• **Work instructions**: Exact copies of all the entries are required.
-------- Records shown --------
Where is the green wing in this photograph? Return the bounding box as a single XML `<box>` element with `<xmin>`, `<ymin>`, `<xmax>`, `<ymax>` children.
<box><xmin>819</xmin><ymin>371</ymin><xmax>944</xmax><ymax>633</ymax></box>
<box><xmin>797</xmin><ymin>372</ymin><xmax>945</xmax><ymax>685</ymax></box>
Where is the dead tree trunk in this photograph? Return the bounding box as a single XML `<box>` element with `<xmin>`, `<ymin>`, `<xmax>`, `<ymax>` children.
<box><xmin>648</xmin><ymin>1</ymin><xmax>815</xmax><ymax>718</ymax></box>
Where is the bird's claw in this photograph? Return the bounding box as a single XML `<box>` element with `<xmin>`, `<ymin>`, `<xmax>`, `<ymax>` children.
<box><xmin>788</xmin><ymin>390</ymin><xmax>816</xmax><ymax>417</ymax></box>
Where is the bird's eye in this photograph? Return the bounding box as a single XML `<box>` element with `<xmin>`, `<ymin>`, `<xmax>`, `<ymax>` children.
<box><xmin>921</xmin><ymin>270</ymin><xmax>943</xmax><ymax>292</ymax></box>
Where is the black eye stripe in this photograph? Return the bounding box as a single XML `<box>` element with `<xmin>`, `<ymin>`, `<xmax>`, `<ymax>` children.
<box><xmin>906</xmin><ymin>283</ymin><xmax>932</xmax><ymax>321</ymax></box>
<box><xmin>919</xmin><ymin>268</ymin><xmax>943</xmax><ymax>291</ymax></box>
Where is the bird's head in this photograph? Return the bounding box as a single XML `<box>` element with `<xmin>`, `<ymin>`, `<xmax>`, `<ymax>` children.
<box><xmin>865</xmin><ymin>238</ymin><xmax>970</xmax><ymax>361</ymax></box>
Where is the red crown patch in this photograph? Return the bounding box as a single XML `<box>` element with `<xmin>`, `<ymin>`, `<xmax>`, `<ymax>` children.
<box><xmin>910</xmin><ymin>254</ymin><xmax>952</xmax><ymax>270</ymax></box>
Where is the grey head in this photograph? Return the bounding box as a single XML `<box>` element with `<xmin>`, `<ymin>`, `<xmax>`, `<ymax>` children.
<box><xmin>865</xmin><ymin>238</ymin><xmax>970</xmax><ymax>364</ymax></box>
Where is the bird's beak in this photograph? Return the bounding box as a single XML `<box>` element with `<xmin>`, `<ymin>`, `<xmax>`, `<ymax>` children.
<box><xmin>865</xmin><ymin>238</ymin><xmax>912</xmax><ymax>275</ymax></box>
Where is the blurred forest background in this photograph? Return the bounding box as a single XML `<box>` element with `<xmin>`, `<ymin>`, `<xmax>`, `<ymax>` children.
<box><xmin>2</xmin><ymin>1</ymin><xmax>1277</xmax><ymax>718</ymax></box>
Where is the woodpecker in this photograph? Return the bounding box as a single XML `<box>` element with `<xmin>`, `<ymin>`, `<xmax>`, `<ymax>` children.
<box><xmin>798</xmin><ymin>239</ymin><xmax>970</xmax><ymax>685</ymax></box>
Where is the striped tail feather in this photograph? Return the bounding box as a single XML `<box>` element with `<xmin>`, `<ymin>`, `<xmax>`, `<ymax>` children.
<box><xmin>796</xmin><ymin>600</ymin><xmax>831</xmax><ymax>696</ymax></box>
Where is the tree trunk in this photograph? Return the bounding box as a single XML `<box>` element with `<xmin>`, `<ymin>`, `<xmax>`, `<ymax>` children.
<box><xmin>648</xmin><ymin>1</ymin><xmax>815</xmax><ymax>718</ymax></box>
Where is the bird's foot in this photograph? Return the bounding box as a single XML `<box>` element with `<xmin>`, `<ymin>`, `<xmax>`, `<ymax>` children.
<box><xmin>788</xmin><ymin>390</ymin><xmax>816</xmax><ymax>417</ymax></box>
--------
• **Answer for the task**:
Where is the green wing in this photograph? Return the bounding box as a single XML `<box>` element with `<xmin>`, `<ymin>`, `<xmax>`, `<ymax>` children.
<box><xmin>819</xmin><ymin>371</ymin><xmax>944</xmax><ymax>633</ymax></box>
<box><xmin>797</xmin><ymin>372</ymin><xmax>945</xmax><ymax>685</ymax></box>
Where is the dead tree trunk in this photograph? Return the bounding box as a single XML `<box>` element with `<xmin>`, `<ymin>`, `<xmax>`, `<ymax>` children.
<box><xmin>648</xmin><ymin>1</ymin><xmax>815</xmax><ymax>718</ymax></box>
Where is the bird's claw in this photograph? Return the bounding box as a single XML `<box>` element with `<xmin>`, `<ymin>`, `<xmax>`, `<ymax>` children.
<box><xmin>788</xmin><ymin>390</ymin><xmax>816</xmax><ymax>417</ymax></box>
Where is the bird's eye in this photograph? Return the bounding box as a single XML `<box>` element with `<xmin>`, `<ymin>`, `<xmax>`, `<ymax>` children.
<box><xmin>921</xmin><ymin>270</ymin><xmax>943</xmax><ymax>292</ymax></box>
Where is the black eye stripe in this photograph? Return the bounding box as a single XML `<box>` element with `<xmin>`, `<ymin>`, `<xmax>`, `<ymax>` children.
<box><xmin>906</xmin><ymin>283</ymin><xmax>932</xmax><ymax>321</ymax></box>
<box><xmin>919</xmin><ymin>268</ymin><xmax>943</xmax><ymax>291</ymax></box>
Where is the bird's head in this photograph? Return the bounding box as a single XML `<box>` element with `<xmin>`, `<ymin>`, `<xmax>`, `<ymax>` children.
<box><xmin>865</xmin><ymin>238</ymin><xmax>970</xmax><ymax>361</ymax></box>
Where is the red crown patch in this photograph? Return the bounding box as a single XML `<box>` element with `<xmin>`, `<ymin>`, `<xmax>`, `<ymax>` children.
<box><xmin>910</xmin><ymin>254</ymin><xmax>952</xmax><ymax>270</ymax></box>
Where is the grey head in this photograph? Return the bounding box as a single XML `<box>` element with `<xmin>`, `<ymin>`, `<xmax>`, `<ymax>` children.
<box><xmin>865</xmin><ymin>238</ymin><xmax>970</xmax><ymax>364</ymax></box>
Where is the bird's beak in this photograph? Return the bounding box as a single XML `<box>` element with `<xmin>`, `<ymin>`, `<xmax>`, `<ymax>` children.
<box><xmin>865</xmin><ymin>238</ymin><xmax>912</xmax><ymax>275</ymax></box>
Where is the blurred forest background in this photograph? Return the bounding box as a single XML `<box>` element with `<xmin>`, `<ymin>`, `<xmax>`, `<ymax>` children.
<box><xmin>2</xmin><ymin>1</ymin><xmax>1277</xmax><ymax>718</ymax></box>
Where is the woodpecker in this photograph? Return the bounding box as a single XML `<box>` element with `<xmin>`, `<ymin>`, `<xmax>`, `<ymax>` children.
<box><xmin>798</xmin><ymin>239</ymin><xmax>970</xmax><ymax>685</ymax></box>
Where is the striped tail feather in this photograph? Return the bounding box as a single XML `<box>` element with `<xmin>`, `<ymin>`, `<xmax>`, `<ymax>` children.
<box><xmin>796</xmin><ymin>600</ymin><xmax>831</xmax><ymax>696</ymax></box>
Where is the tree trunk in this photograph? Return the bounding box as a single XML `<box>` element with `<xmin>`, `<ymin>`, `<xmax>`, `<ymax>` children.
<box><xmin>648</xmin><ymin>1</ymin><xmax>815</xmax><ymax>718</ymax></box>
Where is the bird's foot in this photograph? Return the bounding box as a single XML `<box>` element with `<xmin>`, `<ymin>`, `<xmax>`, `<ymax>` children.
<box><xmin>788</xmin><ymin>390</ymin><xmax>816</xmax><ymax>417</ymax></box>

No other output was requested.